* QUESTIONS ON THE MATERIAL
• a. List every treatment for TMJ disorders that the Botox-in-dentistry passage names.
• b. Continue the passage on Botox in dentistry from its final line.

SOURCE EXTRACT Start Marker

You can get Botox at a med spa or dermatology practice, but what about a dentist’s office? While the injectable is popular for erasing forehead furrows, it can also help eliminate jaw pain. Learn more with Jeffrey Nguyen, an oral and maxillofacial surgeon at Irvine Oral Surgery & Dental Implant Center.
How is Botox used in dentistry?
It’s an off-label use for temporomandibular (TMJ) disorders. It’s very effective for relieving mild facial pain or clenching and grinding. When it comes to TMJ disorders, there is conservative therapy, such as mouth guards, and joint replacement surgery, with a variety of minimally invasive treatments in between. Botox is minimally invasive. Some people use muscle relaxants for weeks at a time, but they don’t have a localized effect like Botox does.
How does it work?

SOURCE EXTRACT End Marker
INFORMATION Start Marker

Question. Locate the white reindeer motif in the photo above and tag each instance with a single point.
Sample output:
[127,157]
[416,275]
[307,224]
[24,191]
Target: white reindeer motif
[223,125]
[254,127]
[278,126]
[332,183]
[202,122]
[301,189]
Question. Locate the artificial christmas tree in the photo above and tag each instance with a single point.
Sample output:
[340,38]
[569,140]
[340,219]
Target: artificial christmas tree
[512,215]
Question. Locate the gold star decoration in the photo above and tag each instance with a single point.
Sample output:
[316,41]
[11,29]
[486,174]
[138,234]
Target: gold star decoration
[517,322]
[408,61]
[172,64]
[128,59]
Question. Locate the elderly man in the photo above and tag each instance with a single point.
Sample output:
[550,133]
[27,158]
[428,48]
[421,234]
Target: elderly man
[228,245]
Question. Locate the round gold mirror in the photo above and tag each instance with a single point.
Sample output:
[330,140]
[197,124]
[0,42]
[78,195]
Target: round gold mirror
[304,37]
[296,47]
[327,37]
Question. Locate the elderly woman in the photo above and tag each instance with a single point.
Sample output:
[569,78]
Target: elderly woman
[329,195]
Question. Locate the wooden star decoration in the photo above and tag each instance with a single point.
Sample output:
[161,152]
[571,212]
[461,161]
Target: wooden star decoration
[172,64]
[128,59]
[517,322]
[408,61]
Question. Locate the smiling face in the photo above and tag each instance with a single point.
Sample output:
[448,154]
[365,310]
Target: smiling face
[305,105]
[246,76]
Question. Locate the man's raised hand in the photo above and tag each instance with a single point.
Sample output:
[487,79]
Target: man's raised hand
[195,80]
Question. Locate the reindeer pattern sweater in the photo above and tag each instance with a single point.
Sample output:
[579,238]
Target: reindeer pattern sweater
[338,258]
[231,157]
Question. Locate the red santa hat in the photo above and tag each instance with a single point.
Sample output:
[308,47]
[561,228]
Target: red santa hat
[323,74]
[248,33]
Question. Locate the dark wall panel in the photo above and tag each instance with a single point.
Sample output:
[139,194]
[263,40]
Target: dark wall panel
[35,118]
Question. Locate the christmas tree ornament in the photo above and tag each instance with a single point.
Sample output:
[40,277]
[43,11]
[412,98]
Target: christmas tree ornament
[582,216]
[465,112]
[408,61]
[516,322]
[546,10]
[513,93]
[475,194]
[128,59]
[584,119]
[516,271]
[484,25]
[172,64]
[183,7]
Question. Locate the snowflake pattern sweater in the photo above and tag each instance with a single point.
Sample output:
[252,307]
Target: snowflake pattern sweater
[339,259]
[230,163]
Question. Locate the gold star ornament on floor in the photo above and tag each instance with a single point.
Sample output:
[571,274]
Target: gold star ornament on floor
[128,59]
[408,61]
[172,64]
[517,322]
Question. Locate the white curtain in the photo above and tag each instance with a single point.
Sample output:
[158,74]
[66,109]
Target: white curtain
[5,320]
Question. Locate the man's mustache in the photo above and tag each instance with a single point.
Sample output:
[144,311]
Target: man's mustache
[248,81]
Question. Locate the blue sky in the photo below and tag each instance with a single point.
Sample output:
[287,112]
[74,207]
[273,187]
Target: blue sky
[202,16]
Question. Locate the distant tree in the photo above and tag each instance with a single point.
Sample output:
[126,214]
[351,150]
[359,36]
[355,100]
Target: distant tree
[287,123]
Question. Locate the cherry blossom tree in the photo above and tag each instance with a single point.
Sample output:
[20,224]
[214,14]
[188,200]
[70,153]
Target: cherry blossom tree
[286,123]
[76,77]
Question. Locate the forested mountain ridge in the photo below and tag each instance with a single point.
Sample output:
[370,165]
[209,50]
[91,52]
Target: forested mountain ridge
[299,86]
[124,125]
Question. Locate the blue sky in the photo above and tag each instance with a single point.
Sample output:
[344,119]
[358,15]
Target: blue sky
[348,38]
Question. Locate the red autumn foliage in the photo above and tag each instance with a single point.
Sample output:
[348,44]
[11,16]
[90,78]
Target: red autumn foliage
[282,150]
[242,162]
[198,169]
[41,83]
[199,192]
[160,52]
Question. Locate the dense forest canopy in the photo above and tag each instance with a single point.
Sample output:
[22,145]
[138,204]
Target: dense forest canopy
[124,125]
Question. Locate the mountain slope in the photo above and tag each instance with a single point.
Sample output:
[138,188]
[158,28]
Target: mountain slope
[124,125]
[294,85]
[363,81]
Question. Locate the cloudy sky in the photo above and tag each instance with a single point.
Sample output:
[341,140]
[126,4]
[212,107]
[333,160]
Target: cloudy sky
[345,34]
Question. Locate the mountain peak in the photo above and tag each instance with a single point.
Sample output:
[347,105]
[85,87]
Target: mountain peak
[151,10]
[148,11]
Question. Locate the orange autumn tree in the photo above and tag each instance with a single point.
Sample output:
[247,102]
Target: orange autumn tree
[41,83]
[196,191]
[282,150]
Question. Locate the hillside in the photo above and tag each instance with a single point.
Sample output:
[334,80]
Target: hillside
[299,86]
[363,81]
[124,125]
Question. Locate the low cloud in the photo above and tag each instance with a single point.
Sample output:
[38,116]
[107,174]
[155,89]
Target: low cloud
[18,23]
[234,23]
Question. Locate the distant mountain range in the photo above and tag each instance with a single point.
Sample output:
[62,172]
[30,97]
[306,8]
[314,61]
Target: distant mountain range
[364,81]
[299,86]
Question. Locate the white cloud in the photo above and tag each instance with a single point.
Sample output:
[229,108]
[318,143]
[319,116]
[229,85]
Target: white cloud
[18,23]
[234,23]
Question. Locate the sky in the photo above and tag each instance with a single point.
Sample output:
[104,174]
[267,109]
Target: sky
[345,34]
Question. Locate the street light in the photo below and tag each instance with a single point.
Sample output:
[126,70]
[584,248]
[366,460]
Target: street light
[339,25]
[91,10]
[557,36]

INFORMATION End Marker
INFORMATION Start Marker

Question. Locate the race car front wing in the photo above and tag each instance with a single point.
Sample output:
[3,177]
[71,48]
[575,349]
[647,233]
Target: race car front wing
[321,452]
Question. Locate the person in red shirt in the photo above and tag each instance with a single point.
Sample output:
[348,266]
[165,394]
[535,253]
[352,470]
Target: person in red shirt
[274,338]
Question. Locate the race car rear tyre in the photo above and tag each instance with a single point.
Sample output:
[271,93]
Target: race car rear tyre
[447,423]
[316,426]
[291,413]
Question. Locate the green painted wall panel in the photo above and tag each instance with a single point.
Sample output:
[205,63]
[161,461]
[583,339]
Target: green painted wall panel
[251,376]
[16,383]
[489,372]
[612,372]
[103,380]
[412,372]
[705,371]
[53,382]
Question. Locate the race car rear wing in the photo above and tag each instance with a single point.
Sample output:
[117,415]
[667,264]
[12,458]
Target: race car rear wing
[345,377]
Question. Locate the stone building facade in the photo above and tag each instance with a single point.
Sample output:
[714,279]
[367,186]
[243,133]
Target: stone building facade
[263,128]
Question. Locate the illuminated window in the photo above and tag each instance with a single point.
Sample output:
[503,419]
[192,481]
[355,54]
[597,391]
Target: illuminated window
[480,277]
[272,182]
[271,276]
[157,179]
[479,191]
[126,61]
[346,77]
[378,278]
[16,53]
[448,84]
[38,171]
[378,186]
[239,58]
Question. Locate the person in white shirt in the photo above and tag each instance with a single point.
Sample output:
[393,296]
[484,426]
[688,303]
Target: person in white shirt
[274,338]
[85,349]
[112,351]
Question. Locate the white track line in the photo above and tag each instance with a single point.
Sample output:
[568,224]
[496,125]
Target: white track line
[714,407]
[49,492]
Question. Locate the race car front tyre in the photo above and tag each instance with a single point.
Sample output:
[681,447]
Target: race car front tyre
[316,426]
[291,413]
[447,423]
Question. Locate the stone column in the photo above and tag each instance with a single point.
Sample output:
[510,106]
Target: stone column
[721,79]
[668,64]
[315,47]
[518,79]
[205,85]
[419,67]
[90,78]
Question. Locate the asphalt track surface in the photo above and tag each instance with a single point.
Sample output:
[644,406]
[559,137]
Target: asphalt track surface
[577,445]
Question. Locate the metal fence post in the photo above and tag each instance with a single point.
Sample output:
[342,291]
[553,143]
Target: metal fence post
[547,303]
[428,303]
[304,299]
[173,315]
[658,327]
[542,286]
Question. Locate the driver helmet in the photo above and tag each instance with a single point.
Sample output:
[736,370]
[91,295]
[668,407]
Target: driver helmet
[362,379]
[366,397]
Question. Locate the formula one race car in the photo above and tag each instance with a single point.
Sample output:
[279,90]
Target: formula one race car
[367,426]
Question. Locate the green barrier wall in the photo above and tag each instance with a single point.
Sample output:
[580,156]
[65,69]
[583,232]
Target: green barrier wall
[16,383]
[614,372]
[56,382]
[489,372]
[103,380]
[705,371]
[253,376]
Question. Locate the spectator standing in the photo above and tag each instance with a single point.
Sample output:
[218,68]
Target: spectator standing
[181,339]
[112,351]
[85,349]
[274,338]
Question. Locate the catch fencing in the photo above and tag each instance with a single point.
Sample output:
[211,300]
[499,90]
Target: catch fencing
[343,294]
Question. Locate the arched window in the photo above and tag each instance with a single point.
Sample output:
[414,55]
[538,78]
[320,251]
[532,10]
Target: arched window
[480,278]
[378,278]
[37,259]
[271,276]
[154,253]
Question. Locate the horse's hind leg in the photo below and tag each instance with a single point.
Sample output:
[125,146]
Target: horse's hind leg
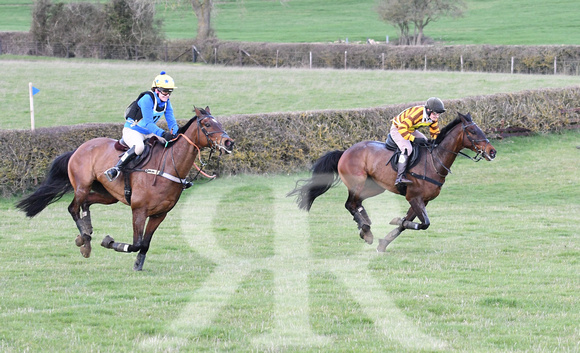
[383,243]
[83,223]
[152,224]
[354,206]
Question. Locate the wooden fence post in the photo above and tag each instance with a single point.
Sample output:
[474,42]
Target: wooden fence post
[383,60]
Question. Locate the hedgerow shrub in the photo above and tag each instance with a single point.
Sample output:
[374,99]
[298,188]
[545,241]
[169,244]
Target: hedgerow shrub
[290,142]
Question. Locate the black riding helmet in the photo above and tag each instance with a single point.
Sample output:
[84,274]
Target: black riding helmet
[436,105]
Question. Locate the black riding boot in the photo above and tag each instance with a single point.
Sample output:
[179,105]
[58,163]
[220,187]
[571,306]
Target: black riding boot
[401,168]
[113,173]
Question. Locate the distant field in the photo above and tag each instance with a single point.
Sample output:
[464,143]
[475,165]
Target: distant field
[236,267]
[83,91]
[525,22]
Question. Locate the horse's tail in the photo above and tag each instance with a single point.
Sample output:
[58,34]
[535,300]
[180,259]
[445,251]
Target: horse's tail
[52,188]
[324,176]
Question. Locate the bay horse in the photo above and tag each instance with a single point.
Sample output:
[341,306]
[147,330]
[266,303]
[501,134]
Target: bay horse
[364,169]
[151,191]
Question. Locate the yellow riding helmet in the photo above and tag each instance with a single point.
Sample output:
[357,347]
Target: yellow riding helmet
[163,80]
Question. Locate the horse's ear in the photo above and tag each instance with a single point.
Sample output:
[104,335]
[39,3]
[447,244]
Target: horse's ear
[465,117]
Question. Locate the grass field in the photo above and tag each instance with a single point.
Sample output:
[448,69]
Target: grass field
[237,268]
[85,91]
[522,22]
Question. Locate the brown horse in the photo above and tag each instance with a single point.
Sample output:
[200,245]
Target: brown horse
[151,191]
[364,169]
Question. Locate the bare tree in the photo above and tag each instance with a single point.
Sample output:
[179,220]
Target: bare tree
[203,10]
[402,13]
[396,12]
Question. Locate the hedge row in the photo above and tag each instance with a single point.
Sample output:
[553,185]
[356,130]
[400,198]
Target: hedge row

INFORMATION End Marker
INFORMATION Start Marker

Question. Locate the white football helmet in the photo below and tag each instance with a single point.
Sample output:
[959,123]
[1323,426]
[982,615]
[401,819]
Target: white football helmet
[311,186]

INFORMATION End Marker

* ANSWER LIST
• a.
- Mouth guards
- Joint replacement surgery
- Botox
- Muscle relaxants

• b.
It’s the same thing as using Botox for wrinkles in the face. Dynamic wrinkles are caused by the facial muscles creating folds in the skin, and Botox has a paralytic effect to decrease wrinkles. It has the same effect on the joints in the lower part of the face. This can help improve joint condition and reduce grinding, pressure, and inflammation in the joints.
What’s a typical session?
About 25 units of Botox are injected into each cheek muscle. It reaches peak effectiveness in about two weeks, and the procedure is repeated every four to eight months. It’s a quick 10- to 15-minute procedure.